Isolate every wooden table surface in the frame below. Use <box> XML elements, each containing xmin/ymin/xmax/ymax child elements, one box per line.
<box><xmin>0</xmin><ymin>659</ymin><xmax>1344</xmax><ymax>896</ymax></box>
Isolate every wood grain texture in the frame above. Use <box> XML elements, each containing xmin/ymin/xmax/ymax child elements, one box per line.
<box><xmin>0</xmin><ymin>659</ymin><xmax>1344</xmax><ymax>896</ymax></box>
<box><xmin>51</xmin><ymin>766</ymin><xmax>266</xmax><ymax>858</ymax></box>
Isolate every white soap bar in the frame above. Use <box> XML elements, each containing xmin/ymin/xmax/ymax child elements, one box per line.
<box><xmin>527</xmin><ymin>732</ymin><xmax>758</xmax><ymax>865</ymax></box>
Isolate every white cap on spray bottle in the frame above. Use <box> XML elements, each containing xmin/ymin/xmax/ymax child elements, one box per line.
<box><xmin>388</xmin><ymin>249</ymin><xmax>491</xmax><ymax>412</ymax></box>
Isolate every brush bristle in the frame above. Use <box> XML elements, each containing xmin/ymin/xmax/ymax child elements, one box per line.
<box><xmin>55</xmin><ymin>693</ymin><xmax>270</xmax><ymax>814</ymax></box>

◆ EXERCISE TASK
Find every line in the entries above that contains the word "white" and copy each of those lines in full.

◆ RESULT BELOW
Isolate every white soap bar in the frame above. Use <box> XML elements, each containing xmin/ymin/xmax/ymax child elements, one box per line.
Isolate every white cap on spray bottle in the frame above. Use <box> XML elements, each containing xmin/ymin/xmax/ymax child elements, one box per line.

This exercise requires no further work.